Task –
Once the line containing "If you could pin the stone" is found in the entries below, reproduce it and every line after it, stopping at and including the line containing "If you could pin the gold embroidered"; reproduce nothing else, and keep each line exact.

Provided entries –
┄┄┄┄┄┄

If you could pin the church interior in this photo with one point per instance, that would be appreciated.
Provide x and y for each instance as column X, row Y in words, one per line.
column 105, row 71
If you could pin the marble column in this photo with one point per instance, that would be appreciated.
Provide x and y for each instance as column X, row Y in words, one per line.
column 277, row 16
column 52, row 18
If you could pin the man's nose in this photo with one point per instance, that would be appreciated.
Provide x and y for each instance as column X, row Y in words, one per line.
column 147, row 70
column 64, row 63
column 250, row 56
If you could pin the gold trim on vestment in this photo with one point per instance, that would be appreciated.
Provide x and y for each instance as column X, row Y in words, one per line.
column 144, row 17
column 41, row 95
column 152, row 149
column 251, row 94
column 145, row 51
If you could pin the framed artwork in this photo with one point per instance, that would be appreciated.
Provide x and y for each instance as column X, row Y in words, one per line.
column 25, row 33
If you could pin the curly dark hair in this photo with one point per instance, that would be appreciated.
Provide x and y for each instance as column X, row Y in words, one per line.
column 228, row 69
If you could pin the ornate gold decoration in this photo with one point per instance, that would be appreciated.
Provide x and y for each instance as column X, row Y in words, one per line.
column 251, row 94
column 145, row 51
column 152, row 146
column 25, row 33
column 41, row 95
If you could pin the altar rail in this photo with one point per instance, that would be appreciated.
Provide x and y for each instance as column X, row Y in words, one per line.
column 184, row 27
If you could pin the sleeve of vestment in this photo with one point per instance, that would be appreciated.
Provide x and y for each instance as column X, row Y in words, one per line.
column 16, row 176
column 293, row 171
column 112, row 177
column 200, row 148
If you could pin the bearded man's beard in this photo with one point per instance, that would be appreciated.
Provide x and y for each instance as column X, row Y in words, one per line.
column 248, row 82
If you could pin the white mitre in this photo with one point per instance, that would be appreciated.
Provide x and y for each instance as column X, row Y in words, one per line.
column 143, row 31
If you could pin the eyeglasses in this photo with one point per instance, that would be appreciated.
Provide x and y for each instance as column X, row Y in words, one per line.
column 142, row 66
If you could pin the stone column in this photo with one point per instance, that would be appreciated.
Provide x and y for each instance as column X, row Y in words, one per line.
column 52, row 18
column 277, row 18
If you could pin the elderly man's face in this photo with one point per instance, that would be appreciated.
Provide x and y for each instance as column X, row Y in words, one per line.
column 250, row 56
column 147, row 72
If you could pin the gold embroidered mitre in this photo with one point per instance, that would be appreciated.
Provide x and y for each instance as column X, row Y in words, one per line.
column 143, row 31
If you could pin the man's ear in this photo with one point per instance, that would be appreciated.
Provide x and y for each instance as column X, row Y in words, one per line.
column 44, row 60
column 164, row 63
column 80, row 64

┄┄┄┄┄┄

Response to the exercise –
If you could pin the stone column in this photo with one point per instance, that would be appreciated.
Provide x and y for each instance as column X, row Y in words, one per line.
column 52, row 18
column 277, row 18
If you could pin the elderly man's face in this photo with one point per instance, that would be appreciated.
Provide x and y for each instance as column X, row Y in words, one per line.
column 250, row 56
column 147, row 72
If you could pin the gold embroidered mitre in this photo with one point per instance, that would be appreciated.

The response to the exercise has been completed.